GOAL OF THE EXERCISE:
Where the word "white" appears in a line below, copy the whole line.

Natural language region descriptions:
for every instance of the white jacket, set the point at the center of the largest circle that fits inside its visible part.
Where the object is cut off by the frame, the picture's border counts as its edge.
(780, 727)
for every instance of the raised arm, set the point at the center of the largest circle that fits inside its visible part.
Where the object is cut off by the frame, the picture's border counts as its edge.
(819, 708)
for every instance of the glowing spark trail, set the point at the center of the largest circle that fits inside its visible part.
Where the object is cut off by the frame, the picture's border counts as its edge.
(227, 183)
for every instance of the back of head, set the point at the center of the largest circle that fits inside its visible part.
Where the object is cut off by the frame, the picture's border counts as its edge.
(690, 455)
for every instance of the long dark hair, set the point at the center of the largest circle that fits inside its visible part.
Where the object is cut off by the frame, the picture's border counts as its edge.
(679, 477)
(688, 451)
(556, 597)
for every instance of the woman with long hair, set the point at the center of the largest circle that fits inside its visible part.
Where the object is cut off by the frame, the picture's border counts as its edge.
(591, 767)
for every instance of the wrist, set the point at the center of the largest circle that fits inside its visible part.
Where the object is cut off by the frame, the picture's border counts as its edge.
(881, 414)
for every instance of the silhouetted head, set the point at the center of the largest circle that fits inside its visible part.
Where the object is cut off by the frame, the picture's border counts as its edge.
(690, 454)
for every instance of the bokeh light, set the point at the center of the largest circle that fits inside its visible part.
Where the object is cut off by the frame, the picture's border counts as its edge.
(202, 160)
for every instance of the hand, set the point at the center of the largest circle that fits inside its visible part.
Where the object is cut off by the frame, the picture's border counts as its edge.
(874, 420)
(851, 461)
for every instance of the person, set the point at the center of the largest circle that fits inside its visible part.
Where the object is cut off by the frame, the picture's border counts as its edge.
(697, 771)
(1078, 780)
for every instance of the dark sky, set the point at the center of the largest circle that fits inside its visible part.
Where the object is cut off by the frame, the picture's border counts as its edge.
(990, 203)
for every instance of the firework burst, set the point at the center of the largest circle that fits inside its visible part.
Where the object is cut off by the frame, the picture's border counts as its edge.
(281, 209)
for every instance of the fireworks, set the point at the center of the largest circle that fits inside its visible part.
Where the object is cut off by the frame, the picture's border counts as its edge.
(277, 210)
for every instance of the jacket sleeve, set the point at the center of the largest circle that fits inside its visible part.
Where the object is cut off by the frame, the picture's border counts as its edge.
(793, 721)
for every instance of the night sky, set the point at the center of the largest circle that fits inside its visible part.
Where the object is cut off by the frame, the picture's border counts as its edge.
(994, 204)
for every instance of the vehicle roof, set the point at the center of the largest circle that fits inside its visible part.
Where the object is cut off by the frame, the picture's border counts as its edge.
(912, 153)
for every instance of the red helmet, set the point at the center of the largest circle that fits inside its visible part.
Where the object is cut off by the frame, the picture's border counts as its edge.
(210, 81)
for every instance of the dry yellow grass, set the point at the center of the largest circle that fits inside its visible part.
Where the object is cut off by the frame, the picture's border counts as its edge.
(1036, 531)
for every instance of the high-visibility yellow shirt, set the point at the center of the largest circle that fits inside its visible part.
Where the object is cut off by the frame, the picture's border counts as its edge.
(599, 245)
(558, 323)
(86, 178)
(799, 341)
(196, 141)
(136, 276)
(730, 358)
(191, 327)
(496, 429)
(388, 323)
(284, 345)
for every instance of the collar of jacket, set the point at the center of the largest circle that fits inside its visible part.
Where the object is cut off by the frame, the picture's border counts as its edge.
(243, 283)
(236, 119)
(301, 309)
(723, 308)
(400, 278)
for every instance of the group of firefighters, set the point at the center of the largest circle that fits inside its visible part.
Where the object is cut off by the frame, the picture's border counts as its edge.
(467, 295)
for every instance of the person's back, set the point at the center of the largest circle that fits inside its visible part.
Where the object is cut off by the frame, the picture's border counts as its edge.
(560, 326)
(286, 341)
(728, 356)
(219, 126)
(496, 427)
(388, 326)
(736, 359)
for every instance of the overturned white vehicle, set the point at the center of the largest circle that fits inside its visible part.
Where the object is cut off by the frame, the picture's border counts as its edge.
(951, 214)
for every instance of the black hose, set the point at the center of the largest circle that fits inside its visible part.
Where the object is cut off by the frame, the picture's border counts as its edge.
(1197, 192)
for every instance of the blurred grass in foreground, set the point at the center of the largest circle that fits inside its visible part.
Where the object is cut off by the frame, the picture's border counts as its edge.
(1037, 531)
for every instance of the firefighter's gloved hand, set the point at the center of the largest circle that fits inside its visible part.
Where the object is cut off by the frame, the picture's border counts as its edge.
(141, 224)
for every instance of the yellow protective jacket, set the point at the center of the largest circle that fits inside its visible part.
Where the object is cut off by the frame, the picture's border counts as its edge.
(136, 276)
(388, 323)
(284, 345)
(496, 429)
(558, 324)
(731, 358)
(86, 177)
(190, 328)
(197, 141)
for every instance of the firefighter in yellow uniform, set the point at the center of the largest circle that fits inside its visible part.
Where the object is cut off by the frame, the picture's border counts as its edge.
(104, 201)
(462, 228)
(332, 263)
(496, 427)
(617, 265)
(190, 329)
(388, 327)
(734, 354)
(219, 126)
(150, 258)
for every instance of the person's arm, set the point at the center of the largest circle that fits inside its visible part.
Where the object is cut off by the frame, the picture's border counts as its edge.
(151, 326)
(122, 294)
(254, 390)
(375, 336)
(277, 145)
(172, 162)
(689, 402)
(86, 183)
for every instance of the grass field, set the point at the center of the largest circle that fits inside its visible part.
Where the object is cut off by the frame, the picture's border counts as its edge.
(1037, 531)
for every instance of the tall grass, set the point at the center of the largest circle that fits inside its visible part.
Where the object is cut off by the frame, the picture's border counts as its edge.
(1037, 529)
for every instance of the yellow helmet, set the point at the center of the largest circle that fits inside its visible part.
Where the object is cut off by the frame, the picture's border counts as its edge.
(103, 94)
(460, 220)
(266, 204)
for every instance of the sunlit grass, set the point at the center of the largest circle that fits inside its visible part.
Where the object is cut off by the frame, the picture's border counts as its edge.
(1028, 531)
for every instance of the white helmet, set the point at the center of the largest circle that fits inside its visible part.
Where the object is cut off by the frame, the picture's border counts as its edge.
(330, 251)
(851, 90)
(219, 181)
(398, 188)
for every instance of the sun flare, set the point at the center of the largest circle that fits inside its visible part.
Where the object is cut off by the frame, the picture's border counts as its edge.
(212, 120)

ANSWER AREA:
for every instance of the white jacket, set the point at the center of the largest circle that fits inside its visible part.
for every instance of the overturned white vehicle, set the point at the center of the largest circle that fits inside its visible part.
for every instance of the white helmet, set the point at the center of the largest circle that fits inside its visible part.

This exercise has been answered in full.